Stored data entries:
>>
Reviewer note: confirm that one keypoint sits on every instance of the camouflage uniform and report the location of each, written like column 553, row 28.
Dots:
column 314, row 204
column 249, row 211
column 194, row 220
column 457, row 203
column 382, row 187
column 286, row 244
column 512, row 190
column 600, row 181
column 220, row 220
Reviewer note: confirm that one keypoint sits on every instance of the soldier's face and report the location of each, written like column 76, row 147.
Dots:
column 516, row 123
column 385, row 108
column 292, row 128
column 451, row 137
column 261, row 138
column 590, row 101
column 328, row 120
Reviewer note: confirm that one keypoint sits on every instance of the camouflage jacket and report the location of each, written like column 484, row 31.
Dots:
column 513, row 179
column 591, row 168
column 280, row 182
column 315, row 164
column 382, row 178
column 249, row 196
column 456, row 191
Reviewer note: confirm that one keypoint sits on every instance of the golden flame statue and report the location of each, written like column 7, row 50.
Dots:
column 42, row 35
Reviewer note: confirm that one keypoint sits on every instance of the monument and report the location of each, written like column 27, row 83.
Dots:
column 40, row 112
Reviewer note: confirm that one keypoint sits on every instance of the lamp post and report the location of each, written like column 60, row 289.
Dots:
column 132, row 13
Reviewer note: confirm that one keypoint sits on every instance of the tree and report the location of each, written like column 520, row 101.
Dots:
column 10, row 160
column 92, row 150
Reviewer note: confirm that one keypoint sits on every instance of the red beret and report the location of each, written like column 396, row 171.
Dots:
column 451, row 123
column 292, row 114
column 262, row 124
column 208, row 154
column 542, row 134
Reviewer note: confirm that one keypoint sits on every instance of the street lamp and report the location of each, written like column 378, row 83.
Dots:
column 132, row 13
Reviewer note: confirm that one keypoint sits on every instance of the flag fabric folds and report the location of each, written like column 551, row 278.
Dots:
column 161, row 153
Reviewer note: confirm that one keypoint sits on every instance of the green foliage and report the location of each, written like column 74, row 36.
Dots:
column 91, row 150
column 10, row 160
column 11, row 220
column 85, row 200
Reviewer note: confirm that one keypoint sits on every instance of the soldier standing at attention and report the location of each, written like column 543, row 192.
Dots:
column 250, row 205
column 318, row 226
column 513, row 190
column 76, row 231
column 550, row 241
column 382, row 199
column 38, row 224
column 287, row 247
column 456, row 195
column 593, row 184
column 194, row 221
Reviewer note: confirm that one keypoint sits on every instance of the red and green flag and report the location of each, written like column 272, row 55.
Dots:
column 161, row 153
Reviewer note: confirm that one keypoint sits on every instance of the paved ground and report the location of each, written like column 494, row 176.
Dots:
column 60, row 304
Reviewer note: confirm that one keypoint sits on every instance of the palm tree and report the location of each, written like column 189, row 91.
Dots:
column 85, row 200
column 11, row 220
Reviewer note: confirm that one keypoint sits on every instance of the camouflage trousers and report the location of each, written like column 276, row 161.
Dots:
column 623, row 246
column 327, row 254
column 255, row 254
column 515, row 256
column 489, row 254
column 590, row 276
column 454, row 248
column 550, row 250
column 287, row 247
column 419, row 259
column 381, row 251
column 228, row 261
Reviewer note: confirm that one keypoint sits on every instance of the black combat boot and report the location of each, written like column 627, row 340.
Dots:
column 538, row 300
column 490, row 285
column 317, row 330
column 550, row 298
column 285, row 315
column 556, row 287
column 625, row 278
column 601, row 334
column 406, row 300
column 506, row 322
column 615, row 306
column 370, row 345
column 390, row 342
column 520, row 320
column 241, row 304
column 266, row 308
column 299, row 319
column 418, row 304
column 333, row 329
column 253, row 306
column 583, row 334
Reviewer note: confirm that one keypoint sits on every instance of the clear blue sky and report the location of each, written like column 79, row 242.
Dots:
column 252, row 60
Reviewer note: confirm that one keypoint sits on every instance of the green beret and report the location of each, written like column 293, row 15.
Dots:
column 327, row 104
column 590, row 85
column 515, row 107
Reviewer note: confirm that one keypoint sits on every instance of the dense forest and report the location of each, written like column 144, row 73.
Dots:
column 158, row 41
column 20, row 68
<<
▸ Exercise requirements: An exact repetition of the data above is all that is needed.

▸ Written response:
Reviewer note: confirm that one keypoint sits on every instance of the camouflage uniform and report the location of each, written like column 553, row 28.
Dots:
column 314, row 204
column 249, row 211
column 194, row 220
column 457, row 203
column 382, row 187
column 286, row 244
column 512, row 190
column 600, row 181
column 220, row 220
Reviewer note: confirm that one keypoint sits on every instance of the soldier's face and report the location of each, written like column 76, row 147.
Dots:
column 516, row 123
column 385, row 108
column 292, row 128
column 451, row 137
column 261, row 138
column 590, row 101
column 328, row 120
Reviewer note: confirm that one keypoint sits on every instance of the camouflage jacket and report the location of each, written like column 484, row 31.
Dots:
column 513, row 179
column 591, row 168
column 280, row 182
column 315, row 164
column 382, row 178
column 249, row 196
column 456, row 191
Reviewer note: confirm that one keypoint sits on every instance of the golden flame statue and report the location of each, written like column 7, row 50.
Dots:
column 42, row 35
Reviewer note: confirm that one keypoint sits on every instance of the monument and report the location of each, written like column 27, row 83.
Dots:
column 40, row 112
Reviewer note: confirm that one keypoint sits on every instance of the lamp post and report the location of each, written like column 60, row 289.
Dots:
column 132, row 13
Reviewer note: confirm that one keypoint sits on every instance of the tree and report the location of each, written like column 520, row 101.
Dots:
column 10, row 160
column 92, row 150
Reviewer note: confirm that one keypoint sits on every instance of the red beret and report the location of each, written like column 396, row 171.
Dots:
column 451, row 123
column 292, row 114
column 262, row 124
column 208, row 154
column 542, row 134
Reviewer note: confirm that one keypoint sits on every instance of the street lamp and report the location of each, written like column 378, row 83.
Dots:
column 132, row 13
Reviewer note: confirm that one keypoint sits on every instance of the flag fabric folds and report the location of each, written like column 551, row 278.
Dots:
column 161, row 153
Reviewer note: confirm that one keypoint sits on every instance of the green foliage and report the location of each, written like column 74, row 36.
Dots:
column 91, row 150
column 10, row 160
column 11, row 220
column 85, row 200
Reviewer note: confirm that one keypoint sits on every instance of the soldier standing at attention and report the location of each, written like column 543, row 192.
Dots:
column 250, row 205
column 318, row 226
column 513, row 190
column 76, row 231
column 550, row 241
column 382, row 199
column 38, row 224
column 287, row 247
column 456, row 195
column 593, row 184
column 194, row 221
Reviewer note: confirm that one keypoint sits on every instance of the red and green flag and report the location of each, written like column 272, row 55.
Dots:
column 161, row 153
Reviewer note: confirm that one keypoint sits on every instance of the paved ground and report the location of each, written like column 494, row 176.
Dots:
column 60, row 304
Reviewer note: confirm that one keypoint sits on every instance of the palm tree and report the location of each, written like column 189, row 91.
Dots:
column 85, row 200
column 11, row 220
Reviewer note: confirm that one keypoint sits on every instance of the camouflage trousers and report the location of each, written like column 276, row 161.
Dots:
column 623, row 246
column 327, row 254
column 255, row 254
column 515, row 256
column 489, row 254
column 590, row 276
column 454, row 248
column 550, row 250
column 287, row 247
column 419, row 259
column 381, row 251
column 228, row 261
Reviewer note: confirm that one keypoint sits on every instance of the black combat boot and report the location of each, written like column 627, row 340.
Dots:
column 538, row 300
column 490, row 285
column 317, row 330
column 550, row 298
column 285, row 315
column 556, row 287
column 625, row 278
column 601, row 334
column 406, row 300
column 506, row 322
column 615, row 306
column 370, row 345
column 390, row 342
column 520, row 320
column 241, row 304
column 266, row 308
column 299, row 319
column 418, row 304
column 333, row 329
column 253, row 306
column 583, row 334
Reviewer note: confirm that one keypoint sits on every instance of the clear blue sky and report the location of each, written like column 79, row 242.
Dots:
column 252, row 60
Reviewer note: confirm that one keypoint sits on every instance of the green beret and report the location of each, written like column 293, row 15.
Dots:
column 327, row 104
column 590, row 85
column 515, row 107
Reviewer note: confirm that one keypoint sits on every instance of the dense forest and report the location of each, written like column 144, row 73.
Dots:
column 158, row 41
column 20, row 68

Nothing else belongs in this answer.